Pull out every line below containing the word "wooden".

=== Section Start ===

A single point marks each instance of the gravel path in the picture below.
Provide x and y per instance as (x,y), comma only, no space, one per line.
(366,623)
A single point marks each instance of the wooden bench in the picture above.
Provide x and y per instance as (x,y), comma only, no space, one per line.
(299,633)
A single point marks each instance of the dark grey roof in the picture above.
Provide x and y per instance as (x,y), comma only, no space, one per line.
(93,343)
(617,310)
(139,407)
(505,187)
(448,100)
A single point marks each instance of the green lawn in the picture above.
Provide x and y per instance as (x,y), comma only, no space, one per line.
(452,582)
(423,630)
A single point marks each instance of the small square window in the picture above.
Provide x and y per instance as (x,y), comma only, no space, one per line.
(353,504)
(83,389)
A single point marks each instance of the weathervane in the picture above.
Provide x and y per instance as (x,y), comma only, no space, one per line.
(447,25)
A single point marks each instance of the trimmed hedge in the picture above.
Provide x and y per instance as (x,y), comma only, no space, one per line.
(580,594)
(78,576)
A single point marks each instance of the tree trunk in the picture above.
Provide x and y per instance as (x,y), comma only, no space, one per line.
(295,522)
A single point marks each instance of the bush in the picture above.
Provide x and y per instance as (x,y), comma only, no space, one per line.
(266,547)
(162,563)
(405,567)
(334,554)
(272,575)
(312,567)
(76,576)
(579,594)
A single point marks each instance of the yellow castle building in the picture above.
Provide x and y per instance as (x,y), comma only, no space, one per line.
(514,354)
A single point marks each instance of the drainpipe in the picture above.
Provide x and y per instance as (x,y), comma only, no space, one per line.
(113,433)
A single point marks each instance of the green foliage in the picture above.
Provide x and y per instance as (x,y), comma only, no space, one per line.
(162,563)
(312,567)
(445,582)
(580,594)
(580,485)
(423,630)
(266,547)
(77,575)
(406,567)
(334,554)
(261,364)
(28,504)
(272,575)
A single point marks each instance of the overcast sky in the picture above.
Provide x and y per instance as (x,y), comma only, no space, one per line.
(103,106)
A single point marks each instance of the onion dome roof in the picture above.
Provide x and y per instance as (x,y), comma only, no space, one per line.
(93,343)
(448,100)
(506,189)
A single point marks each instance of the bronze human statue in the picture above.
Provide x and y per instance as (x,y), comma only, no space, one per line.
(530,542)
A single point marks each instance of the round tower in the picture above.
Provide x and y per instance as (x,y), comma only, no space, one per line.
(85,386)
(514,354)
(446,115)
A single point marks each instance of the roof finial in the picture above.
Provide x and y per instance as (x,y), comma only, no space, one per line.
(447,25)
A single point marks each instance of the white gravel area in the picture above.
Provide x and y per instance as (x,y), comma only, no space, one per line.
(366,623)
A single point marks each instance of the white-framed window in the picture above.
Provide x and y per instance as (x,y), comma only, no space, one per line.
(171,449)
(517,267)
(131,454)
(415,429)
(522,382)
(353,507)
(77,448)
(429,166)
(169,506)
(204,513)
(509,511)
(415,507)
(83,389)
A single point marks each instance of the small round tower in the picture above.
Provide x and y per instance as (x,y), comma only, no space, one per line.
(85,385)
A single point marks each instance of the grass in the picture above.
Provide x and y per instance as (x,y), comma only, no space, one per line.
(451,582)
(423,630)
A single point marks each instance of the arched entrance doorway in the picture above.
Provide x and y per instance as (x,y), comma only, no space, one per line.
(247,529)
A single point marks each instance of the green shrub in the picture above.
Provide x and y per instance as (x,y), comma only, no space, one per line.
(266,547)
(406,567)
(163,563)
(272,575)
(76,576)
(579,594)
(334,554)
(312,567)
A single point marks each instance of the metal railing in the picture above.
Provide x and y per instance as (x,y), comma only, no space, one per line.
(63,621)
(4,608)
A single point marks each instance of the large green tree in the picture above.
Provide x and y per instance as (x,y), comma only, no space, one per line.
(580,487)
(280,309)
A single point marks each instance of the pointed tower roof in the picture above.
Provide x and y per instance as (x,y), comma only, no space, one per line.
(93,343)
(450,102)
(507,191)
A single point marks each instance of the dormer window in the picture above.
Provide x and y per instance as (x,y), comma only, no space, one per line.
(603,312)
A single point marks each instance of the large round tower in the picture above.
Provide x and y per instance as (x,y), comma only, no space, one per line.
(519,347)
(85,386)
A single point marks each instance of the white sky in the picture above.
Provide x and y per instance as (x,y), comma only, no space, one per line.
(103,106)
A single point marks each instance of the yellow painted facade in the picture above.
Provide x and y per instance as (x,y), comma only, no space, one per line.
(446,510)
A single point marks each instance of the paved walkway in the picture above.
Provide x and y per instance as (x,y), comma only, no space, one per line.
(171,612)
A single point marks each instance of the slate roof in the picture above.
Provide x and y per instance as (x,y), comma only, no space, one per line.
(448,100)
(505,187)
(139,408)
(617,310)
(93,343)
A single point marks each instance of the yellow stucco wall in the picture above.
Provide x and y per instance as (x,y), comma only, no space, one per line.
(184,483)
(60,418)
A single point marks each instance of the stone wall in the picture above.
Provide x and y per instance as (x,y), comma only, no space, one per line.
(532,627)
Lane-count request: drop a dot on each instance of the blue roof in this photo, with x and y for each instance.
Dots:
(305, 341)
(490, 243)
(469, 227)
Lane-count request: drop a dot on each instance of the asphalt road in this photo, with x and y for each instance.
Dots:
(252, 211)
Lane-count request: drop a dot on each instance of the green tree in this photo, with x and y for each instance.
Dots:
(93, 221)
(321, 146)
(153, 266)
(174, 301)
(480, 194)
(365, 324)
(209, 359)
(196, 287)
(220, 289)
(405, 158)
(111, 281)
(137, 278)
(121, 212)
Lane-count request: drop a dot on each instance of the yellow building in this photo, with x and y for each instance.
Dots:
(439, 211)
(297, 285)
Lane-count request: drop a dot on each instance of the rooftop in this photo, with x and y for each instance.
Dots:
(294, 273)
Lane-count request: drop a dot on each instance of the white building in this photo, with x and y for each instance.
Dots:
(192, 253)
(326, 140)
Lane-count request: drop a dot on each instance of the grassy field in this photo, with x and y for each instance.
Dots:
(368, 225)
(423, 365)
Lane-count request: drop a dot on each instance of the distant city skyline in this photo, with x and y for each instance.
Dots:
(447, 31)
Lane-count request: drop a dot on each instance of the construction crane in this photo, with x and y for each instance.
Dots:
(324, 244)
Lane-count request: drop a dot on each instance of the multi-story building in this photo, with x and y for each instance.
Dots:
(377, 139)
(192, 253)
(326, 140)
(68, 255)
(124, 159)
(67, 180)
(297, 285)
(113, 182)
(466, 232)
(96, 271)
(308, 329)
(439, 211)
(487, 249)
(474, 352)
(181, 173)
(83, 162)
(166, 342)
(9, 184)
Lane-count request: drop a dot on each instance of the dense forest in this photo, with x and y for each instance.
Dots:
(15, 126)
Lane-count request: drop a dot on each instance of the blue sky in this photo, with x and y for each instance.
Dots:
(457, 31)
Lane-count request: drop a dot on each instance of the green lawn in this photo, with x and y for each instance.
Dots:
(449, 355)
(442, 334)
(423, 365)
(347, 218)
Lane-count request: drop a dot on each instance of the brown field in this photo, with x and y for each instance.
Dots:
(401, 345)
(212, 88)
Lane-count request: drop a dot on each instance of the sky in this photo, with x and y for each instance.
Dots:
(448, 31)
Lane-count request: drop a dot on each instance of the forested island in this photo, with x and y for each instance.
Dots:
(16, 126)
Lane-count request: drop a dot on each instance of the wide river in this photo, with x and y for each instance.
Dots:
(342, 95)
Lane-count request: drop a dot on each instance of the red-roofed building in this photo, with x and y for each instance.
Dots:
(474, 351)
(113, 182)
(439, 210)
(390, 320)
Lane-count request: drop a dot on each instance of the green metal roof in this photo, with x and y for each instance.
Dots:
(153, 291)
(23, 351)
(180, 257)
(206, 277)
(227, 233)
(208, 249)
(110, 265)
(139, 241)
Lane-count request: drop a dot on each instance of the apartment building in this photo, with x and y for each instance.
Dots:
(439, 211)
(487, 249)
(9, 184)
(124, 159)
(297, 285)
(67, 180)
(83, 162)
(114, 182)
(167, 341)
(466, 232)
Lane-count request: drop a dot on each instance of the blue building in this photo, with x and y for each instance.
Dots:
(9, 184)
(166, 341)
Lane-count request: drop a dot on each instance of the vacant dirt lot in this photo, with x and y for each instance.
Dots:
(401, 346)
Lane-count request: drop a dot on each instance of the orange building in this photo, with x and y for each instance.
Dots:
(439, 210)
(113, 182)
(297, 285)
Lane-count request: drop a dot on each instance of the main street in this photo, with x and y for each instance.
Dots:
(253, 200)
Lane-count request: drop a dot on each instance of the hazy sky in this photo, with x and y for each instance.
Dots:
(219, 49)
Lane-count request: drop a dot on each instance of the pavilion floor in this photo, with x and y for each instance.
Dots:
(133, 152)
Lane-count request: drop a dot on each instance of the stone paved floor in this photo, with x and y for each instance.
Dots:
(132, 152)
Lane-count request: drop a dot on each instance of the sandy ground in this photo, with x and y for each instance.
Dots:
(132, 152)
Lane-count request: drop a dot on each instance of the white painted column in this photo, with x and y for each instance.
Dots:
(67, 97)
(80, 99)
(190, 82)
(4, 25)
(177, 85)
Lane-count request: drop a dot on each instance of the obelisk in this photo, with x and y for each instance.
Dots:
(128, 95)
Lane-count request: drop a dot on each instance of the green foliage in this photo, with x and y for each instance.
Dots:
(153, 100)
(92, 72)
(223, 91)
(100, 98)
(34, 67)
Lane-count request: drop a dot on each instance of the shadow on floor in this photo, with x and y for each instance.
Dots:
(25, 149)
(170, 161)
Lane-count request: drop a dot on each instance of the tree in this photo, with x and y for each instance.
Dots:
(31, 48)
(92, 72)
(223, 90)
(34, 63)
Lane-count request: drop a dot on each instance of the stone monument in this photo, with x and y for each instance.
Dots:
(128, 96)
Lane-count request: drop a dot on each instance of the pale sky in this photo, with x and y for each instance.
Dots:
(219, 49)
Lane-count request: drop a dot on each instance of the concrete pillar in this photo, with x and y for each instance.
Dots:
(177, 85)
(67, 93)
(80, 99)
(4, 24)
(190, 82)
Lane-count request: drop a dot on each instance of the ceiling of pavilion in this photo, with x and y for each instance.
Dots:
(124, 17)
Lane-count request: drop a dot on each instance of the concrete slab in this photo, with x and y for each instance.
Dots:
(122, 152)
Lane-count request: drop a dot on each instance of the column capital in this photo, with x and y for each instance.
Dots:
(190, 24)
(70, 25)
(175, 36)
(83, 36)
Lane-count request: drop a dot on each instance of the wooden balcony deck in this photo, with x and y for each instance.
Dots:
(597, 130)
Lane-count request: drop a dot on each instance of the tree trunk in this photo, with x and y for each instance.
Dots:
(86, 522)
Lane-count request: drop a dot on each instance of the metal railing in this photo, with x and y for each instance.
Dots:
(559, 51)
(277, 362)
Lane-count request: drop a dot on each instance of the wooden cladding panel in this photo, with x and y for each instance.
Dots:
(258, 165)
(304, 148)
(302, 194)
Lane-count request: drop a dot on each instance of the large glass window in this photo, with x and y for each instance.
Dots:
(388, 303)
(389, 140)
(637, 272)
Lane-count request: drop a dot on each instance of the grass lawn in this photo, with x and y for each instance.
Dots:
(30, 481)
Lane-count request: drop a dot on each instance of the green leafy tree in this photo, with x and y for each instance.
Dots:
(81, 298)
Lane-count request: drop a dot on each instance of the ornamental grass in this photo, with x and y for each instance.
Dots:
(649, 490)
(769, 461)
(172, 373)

=== Section End ===

EXPECTED ANSWER:
A single point marks each instance of the wooden bench in the picture above.
Lane-count request: drop a dot on each instance of the wooden balcony deck in this photo, with x and y for each instance.
Lane-count request: drop a dot on each instance of the wooden cladding panel in this photo, with x and y for each instance.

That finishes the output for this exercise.